▸ Consigne:
Reprenez sous forme de liste plus courte le paragraphe de l'extrait qui commence par « Par ailleurs, le mur pignon sud », en gardant ses faits principaux.

▸ Extrait du texte:
═══

Par ailleurs, le mur pignon sud est redoublé par un second mur séparant les deux premières travées, ce qui semble indiquer une augmentation de la construction du côté quai. Les autres travées sont en effet séparées par un pilier, ce qui n’est pas le cas ici. L’hypothèse est confirmée au regard de la fenêtre condamnée visible sur ce même mur. De plus, son orientation est parallèle aux murs pignons, à la rue et au quai tandis que les poutres qui séparent les autres travées sont toutes perpendiculaires aux murs gouttereaux. Le pignon sud aurait donc été reconstruit afin d’augmenter la capacité du comptoir, ce qui expliquerait notamment l’usage d’un calcaire clair non bouchardé en façade. Ainsi, le chevêtre visible dans le plancher de la deuxième travée pourrait être alors identifié comme une trappe dédiée à charger le comble.

═══

▸ Extrait des données:

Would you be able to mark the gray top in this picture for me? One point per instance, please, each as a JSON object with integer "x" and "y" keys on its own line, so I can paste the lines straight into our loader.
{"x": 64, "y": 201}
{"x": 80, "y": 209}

═══

▸ Résultat:
- Le mur pignon sud est doublé par un second mur entre les deux premières travées, ce qui semble indiquer un agrandissement du côté quai.
- Les autres travées sont séparées par un pilier, contrairement à celles-ci.
- Une fenêtre condamnée visible sur ce mur confirme l'hypothèse.
- Ce mur est parallèle aux murs pignons, à la rue et au quai, alors que les poutres entre les autres travées sont toutes perpendiculaires aux murs gouttereaux.
- Le pignon sud aurait donc été reconstruit pour augmenter la capacité du comptoir, ce qui expliquerait le calcaire clair non bouchardé en façade.
- Le chevêtre du plancher de la deuxième travée pourrait alors être une trappe servant à charger le comble.